Texto fornecido

O objetivo é ter regras coletivas para gerir a receção e a relocalização de requerentes de asilo, aumentando a solidariedade entre os Estados-membros. Porém, Donald Tusk, primeiro-ministro polaco, foi dos primeiros a repudiar o Pacto, manifestando-se contra a revisão, classificando-a de “inaceitável” e atacando o sistema de “solidariedade obrigatória”. “Protegeremos a Polónia contra o mecanismo de recolocação”, disse Tusk, numa conferência de imprensa, em Varsóvia.

O líder polaco (de centro-direita, eleito em dezembro passado) prometeu liderar um governo pró-europeu e pôr fim a oito anos de governo eurocético do partido Lei e Justiça (PiS).

Donald Tusk é visto como aliado próximo da presidente da Comissão Europeia, mas a sua rejeição do pacto veio arrefecer um pouco a reforma, que a própria Ursula von der Leyen considerou “histórica” e uma “grande conquista para a Europa”.

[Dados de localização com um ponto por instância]
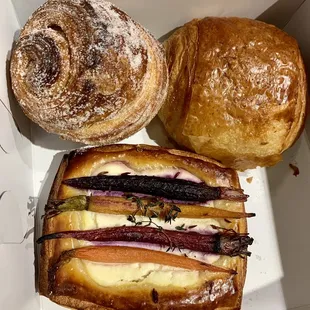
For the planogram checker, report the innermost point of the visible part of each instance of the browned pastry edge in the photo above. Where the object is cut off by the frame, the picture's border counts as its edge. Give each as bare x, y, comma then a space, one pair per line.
228, 303
182, 64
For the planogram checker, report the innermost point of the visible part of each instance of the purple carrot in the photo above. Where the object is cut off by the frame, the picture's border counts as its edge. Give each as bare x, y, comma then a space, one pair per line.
223, 243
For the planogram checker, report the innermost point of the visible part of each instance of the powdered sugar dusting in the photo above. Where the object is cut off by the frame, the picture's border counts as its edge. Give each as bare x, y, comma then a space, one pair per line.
83, 62
119, 26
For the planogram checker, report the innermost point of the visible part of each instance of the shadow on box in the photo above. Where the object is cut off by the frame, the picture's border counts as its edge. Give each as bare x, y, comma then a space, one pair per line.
42, 200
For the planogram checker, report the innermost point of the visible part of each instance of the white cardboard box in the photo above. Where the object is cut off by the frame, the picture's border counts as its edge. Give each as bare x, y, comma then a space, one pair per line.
278, 272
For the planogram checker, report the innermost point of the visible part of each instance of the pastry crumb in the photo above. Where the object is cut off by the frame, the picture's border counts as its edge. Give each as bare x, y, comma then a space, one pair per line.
295, 170
249, 180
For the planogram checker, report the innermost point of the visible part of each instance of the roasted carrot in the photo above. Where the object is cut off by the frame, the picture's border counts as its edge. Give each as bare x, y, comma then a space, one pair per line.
121, 205
128, 255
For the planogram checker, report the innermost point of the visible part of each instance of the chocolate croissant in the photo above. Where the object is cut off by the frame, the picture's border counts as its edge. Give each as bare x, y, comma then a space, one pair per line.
124, 245
85, 70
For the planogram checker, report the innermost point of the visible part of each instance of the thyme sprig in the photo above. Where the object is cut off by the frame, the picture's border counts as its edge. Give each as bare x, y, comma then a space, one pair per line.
146, 209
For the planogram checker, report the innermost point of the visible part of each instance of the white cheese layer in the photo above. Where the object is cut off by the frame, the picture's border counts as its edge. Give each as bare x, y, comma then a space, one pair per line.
142, 273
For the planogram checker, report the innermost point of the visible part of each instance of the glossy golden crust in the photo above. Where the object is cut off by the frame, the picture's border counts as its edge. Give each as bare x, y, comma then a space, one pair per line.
84, 162
86, 71
237, 90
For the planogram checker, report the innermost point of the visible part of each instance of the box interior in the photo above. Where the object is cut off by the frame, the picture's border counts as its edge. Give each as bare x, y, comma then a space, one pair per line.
30, 159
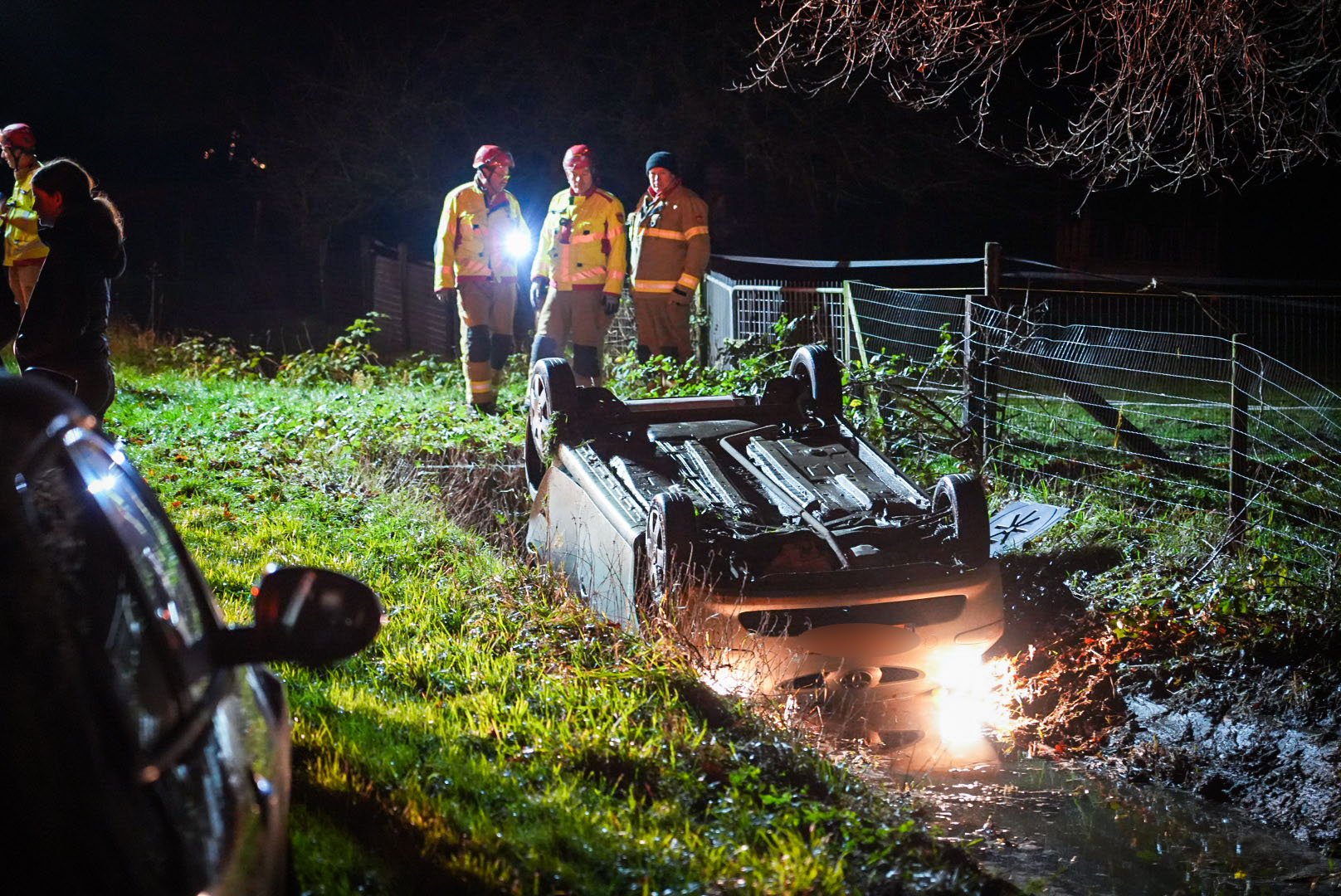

Trabalho a realizar
Prossiga o texto sobre a posição de Donald Tusk quanto ao Pacto, a partir do ponto em que termina. As entradas não têm qualquer papel aqui.

Resposta à tarefa
A Hungria, outro conhecido crítico do Pacto, também manifestou a sua censura. “É uma pena que, nove anos depois do pico da crise migratória, o Parlamento tenha apresentado uma solução que, no fundo, constitui uma grave violação da soberania dos Estados nacionais”, declarou Zoltán Kovács, porta-voz internacional do Governo húngaro, durante um briefing com jornalistas, em Bruxelas. “O Pacto não vai fornecer uma solução viável para nenhum Estado-membro”, frisou.

Kovács insistiu que o seu país iria “falar bem alto contra” o Pacto, argumentando que este não tem em conta a experiência húngara e está “condenado ao fracasso”. Todavia, quando lhe perguntaram se o governo desrespeitaria as regras, arriscando-se a ser alvo de processo por infração, o porta-voz foi mais cauteloso e disse que o seu governo ainda tem de analisar a “redação exata” da revisão.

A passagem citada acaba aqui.